EXCERPT ▸
Human Rights Council 30th Session

Tomorrow the Human Rights Council session takes place. During this process the report on Ireland’s recent UPR will be adopted. We made a submission to this process through Edmund Rice International with the support of Br Brian Bond.  During the session NGOs have the opportunity to take the floor and deliver a 2 min statement. Through the good offices of Brian and Edmund Rice International we have secured such a slot which just 20 NGO’s have been given access to. Below is a presentation of the issues we have raised. Special thanks to Jennifer Hough for her work in helping us put this together.
The proceedings tomorrow will be streamed live at
Keep an eye out for our statement!
.The Cork Life Centre caters for children between the ages of 12-18 years who for various reasons have not thrived or coped in a mainstream educational setting. The Centre and its staff offer our students 1:1 tuition in the core Junior and Leaving Certificate subjects and supports them in their preparation for State Examinations. Through a holistic approach to education, the Centre endeavours to provide students with an open and accepting environment encouraging them to reach their full potential; to learn vital social and life skills; to develop positive trusting relationships with peers and staff; and to support them with issues and challenges they may face through the provision of counselling and through outreach work. The work of the Centre is not officially recognized as an alternative educational setting by the government, and is funded minimally by the Department of Education and Skills. This is in spite of working under a proven model with a high rate of successful outcomes for young people.


It has been evident for decades in Ireland that a significant cohort of children is not able to access mainstream education and therefore leave early. The response of the Irish government to this problem has been wholly inadequate. While the  ‘Delivering Equality of Opportunity in Schools’ (DEIS) iniaitive seems a good scheme, the reality is that a large percentage of early school leavers are coming from DEIS schools.

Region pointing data
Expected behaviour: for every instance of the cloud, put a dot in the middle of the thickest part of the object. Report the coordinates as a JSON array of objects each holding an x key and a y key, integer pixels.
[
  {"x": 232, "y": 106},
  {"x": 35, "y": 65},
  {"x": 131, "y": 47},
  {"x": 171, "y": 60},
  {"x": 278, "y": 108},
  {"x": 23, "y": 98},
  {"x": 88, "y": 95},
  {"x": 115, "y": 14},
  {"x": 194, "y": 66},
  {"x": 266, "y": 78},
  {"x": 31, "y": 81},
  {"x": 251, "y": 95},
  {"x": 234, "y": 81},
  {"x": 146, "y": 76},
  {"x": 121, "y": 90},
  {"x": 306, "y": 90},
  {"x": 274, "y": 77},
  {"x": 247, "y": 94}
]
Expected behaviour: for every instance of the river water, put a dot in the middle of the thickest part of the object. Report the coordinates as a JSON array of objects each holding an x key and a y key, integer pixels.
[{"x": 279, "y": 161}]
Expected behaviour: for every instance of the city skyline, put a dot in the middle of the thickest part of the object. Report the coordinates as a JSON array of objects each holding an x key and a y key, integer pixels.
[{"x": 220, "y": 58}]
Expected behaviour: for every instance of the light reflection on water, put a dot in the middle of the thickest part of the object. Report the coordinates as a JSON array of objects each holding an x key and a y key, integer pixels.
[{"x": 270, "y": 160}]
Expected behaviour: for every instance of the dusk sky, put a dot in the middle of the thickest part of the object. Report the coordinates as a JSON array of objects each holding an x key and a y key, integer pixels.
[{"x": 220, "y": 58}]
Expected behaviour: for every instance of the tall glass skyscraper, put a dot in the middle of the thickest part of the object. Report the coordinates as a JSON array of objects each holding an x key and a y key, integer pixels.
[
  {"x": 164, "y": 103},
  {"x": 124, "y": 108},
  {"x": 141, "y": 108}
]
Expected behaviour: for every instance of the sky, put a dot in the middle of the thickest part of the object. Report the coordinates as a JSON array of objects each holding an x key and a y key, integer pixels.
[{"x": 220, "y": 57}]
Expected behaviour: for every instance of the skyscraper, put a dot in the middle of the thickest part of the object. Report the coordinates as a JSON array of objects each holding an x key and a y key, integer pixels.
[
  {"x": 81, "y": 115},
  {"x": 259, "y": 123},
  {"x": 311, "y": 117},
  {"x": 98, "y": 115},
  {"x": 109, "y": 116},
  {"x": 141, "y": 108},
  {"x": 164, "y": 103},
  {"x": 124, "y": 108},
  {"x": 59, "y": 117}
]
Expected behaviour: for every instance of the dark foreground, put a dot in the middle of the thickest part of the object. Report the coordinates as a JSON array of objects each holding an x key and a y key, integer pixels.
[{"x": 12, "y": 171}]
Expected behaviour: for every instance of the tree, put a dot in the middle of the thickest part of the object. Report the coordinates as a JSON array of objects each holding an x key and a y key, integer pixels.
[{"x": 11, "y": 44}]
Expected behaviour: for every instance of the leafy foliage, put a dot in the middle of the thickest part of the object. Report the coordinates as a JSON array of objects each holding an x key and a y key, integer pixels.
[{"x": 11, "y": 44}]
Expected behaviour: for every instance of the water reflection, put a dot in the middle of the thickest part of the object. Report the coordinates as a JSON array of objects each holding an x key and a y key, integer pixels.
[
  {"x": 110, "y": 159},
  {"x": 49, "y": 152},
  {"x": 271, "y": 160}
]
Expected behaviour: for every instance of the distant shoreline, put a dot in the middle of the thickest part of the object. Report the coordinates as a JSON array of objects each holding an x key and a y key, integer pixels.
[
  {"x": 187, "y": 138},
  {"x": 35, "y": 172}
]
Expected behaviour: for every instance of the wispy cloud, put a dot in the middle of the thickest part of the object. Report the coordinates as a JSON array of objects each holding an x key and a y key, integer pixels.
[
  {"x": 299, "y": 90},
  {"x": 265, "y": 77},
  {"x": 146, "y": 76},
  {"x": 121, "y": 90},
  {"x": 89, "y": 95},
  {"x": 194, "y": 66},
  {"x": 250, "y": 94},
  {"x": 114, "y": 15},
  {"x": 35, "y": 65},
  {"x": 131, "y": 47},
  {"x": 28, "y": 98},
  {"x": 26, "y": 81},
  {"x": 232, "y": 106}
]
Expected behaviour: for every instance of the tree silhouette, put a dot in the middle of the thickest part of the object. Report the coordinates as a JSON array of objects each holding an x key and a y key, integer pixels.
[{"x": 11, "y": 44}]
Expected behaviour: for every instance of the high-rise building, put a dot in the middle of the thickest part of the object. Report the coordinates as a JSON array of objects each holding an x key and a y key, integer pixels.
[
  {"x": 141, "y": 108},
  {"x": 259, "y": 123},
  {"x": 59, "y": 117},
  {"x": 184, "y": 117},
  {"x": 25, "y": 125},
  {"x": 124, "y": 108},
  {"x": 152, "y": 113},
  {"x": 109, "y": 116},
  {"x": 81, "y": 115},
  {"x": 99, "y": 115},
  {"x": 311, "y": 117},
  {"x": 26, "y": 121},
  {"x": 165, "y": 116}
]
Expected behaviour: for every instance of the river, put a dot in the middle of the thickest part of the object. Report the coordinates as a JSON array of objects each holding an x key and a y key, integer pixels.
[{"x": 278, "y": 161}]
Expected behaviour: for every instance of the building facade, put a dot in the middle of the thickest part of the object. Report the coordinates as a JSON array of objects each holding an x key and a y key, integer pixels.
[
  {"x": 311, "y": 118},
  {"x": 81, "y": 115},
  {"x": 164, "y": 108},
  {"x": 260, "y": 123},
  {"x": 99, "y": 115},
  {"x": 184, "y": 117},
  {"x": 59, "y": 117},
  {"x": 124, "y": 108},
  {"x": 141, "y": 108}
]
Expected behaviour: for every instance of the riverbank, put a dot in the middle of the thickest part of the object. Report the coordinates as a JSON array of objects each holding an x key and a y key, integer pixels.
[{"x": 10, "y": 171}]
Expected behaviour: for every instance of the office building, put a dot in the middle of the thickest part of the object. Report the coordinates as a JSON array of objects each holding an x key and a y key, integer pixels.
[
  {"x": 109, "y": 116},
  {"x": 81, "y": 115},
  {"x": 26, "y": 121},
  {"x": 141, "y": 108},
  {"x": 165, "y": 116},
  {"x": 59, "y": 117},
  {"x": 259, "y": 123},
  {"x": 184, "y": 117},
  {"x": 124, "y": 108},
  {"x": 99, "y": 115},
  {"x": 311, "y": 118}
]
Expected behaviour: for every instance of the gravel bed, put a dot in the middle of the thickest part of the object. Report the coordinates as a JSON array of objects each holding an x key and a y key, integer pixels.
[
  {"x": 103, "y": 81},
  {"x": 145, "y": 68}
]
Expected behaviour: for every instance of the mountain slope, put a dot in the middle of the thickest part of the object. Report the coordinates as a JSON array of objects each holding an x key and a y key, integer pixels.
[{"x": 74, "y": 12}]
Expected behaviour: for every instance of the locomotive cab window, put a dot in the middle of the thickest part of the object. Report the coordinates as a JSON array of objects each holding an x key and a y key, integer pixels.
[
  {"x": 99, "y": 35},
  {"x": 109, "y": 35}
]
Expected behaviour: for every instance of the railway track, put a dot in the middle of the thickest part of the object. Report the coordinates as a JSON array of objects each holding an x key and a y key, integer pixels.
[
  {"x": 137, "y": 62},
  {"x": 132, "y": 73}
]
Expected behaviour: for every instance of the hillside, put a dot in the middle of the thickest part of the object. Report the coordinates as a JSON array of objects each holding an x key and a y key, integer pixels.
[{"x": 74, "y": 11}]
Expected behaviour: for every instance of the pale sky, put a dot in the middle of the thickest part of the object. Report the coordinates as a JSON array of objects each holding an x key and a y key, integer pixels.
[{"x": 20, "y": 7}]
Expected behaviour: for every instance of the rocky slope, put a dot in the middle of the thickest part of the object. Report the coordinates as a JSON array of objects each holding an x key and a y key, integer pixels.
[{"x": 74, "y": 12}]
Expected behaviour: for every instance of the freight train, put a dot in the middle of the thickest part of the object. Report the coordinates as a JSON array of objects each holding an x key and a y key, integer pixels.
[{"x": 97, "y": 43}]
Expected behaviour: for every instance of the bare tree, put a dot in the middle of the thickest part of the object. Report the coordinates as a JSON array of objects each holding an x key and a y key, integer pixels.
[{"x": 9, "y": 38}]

WHAT YOU NEED TO DO ▸
- 1) Translate this sentence from the Cork Life Centre text into Spanish: "The response of the Irish government to this problem has been wholly inadequate."
- 2) Repeat the Cork Life Centre text from "Human Rights Council 30th Session" up to and including "put this together.".

EXERCISE RESPONSES ▸
- 1) La respuesta del gobierno irlandés a este problema ha sido totalmente inadecuada.

- 2)
Human Rights Council 30th Session

Tomorrow the Human Rights Council session takes place. During this process the report on Ireland’s recent UPR will be adopted. We made a submission to this process through Edmund Rice International with the support of Br Brian Bond.  During the session NGOs have the opportunity to take the floor and deliver a 2 min statement. Through the good offices of Brian and Edmund Rice International we have secured such a slot which just 20 NGO’s have been given access to. Below is a presentation of the issues we have raised. Special thanks to Jennifer Hough for her work in helping us put this together.